§ FRAGMENTO PROPORCIONADO:
La Palabra, proclamada en la Liturgia, precede y acompaña la acción sacramental del Cristo, y tiene esta especial dimensión precisamente “porque anuncia y realiza... la obra de la salvación” (Cf. SC 6 y OL 4). No se trata de un octavo sacramento. Hablamos, pues, de una eficacia en el orden de las gracias actuales que preparan y acompañan al fiel que recibe con fruto un Sacramento. Unas gracias que ilustran la inteligencia y mueven la voluntad de aquellos que la escuchan, recibiéndola con amor y con fe.

Una proclamación esmerada y una atenta audición de la Palabra mantienen la unidad del rito, porque la Liturgia de la Palabra se integra en la acción sacramental. La proclamació de la Palabra proporciona la ocasión externa para recibir, con más fruto, la gracia sacramental. Cristo es el ministro principal; Él es la Palabra eterna subsistente encarnada: es la Palabra definitiva, como afirmaba Juan de la Cruz: “Si te tengo ya habladas todas las cosas en mi Palabra, que es mi Hijo, y no tengo otra... Pon los ojos sólo en Él, porque en Él te lo tengo todo dicho y revelado, y hallarás en Él aún más de lo que pides y deseas; oidle a Él, porque ya no tengo más fe que revelar ni más cosas que manifestar”[...] ”El Padre todo nos lo habló junto y de una vez en esta sola Palabra y no tiene más que hablar.”[8]

Captar cada vez mejor cual es el profundo sentido de la tarea en la Liturgia de la Palabra es una exigencia para los sacerdotes y los otros ministros. Ya queCristo “está presente con su Palabra, pues es -Él quien habla cuando en la Iglesia se leen las Sagradas Escrituras (SC 7). y el hecho de que la Iglesia prescriba proclamar la Palabra en la administración de todos los Sacramentos y de los Sacramentales nos ha de parecer algo muy adequado. El sínodo sobre la Palabra recuerda que, en tota acción litúrgica, rito y Palabra han de permanecer íntimamente vinculados, como se decía en la Constitución SC, 35. Y añadía: “Las dos partes de que consta la Missa, o sea, la liturgia de la Palabra y la eucarística, están tan estrechamente unidas entre ellas, ya que constituyen un solo acto de culto” (SC 56). El CEC repite que “efectivamente, la mesa preparada para nosotros en la Eucaristía es a la vez la de la Palabra de Dios y la del Cuerpo del Señor.” (CEC n. 1346).

§ MATERIAL EXTRAÍDO:
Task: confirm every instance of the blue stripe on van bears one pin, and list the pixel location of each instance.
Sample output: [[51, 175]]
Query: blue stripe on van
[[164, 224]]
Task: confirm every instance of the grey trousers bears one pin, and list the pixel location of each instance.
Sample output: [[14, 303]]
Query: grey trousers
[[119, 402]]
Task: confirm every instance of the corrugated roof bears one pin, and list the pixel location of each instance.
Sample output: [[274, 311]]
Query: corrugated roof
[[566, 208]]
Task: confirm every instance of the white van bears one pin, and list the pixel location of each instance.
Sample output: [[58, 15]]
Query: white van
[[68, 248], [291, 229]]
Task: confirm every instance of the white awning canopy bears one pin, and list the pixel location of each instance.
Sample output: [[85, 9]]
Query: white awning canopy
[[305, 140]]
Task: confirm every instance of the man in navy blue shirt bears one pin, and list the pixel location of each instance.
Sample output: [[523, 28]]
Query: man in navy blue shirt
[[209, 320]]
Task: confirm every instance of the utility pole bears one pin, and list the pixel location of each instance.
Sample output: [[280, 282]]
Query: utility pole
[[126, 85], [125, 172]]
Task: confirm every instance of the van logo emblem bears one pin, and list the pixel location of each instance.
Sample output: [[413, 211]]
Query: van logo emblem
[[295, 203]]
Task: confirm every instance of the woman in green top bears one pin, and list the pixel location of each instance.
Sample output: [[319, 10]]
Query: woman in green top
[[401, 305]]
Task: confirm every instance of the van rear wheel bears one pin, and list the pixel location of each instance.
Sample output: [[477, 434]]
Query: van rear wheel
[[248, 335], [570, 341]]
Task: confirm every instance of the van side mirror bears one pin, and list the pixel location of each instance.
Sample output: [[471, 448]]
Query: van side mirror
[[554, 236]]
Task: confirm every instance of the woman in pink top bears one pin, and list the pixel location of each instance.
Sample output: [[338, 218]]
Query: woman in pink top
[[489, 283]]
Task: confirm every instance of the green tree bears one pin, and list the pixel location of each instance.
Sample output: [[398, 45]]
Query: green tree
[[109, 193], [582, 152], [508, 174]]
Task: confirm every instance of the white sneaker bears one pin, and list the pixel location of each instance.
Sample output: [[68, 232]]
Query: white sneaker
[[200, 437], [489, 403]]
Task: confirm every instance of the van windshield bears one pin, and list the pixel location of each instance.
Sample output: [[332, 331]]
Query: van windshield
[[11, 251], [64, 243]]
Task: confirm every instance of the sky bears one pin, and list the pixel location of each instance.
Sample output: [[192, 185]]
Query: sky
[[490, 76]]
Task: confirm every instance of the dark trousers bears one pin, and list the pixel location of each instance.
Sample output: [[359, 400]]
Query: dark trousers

§ TAREAS:
a) Según el fragmento sobre la Liturgia de la Palabra, ¿quién es el ministro principal?
b) Prolonga el fragmento sobre la Liturgia de la Palabra a partir de su última frase.
Los ítems no intervienen en nada de esto.

§ RESPUESTAS:
a) Cristo.

b)
La proclamación de la Palabra de Dios, por tanto, no se habría de omitir nunca, salvo algún caso en que haya una razón grave y urgente para omitirla, com puede ser en la administración de sacramentos in articulo mortis, si bien incluso en este supuesto, siempre puede haber tiempo para leer una corta frasede la Escritura que ayude al fiel moribundo a una fructífera recepción de la gracia.

Otro aspecto litúrgico de la Palabra de Dios lo tenemos en el rezo de la Liturgia de les Horas. A los sacerdotes y religiosos se les responsabiliza de actualizar la Palabra a través de la Liturgia de les Horas. Pueden ser acompañados por los fieles laicos (OT 4). Esta oració oficial –el Oficio Divino–, la meditación de las lecturas de las horas, el rezo de los salmos, todo ha de asumirse no como una simple obligación, sino como una oportunidad para incidir en la relación Palabra-Liturgia. La Liturgia de las Horas es un lugar privilegiado para fortalecer la formación doctrinal, ascètica y mística del cura y de los otros fieles; para aprender de los Santos Padres, de todos los santos y del Magisterio lo que significa vivir plenamente la gracia de la Palabra de cara a la santificación del tiempo.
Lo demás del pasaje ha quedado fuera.